Copy out the lines from the first one through the line containing "pixel 434 67", inclusive, changing "teal green wall" to "sage green wall" and leaving everything else as it is.

--

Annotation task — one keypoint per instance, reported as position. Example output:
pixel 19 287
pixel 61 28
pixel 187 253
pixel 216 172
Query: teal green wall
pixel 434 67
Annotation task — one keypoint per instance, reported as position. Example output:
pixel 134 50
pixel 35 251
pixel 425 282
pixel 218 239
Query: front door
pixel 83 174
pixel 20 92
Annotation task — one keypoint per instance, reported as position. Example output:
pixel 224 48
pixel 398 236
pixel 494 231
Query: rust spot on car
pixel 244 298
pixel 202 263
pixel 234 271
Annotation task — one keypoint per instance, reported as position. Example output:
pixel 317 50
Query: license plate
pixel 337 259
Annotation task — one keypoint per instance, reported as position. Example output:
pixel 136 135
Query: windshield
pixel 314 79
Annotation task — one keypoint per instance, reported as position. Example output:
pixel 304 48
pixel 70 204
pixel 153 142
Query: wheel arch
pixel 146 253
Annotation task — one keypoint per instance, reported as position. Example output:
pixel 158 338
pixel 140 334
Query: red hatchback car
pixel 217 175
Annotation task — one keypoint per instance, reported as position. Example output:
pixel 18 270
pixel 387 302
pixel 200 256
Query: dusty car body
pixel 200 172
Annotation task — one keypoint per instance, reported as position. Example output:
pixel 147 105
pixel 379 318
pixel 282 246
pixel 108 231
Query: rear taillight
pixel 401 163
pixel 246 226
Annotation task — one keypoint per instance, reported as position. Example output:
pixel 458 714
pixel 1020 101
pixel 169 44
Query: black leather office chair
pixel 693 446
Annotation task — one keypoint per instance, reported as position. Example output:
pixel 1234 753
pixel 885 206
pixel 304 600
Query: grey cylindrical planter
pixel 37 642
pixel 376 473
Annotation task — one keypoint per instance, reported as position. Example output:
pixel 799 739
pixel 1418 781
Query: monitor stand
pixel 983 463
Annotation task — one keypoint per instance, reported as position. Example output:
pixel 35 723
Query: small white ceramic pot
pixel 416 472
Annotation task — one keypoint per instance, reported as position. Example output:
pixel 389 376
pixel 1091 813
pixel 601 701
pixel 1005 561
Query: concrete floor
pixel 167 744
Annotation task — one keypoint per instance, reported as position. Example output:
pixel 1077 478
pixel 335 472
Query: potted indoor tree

--

◆ **Result of this exercise**
Annotation task — one keypoint per instance, reported as position. Example output:
pixel 19 287
pixel 61 28
pixel 187 253
pixel 216 172
Query: sage green wall
pixel 434 67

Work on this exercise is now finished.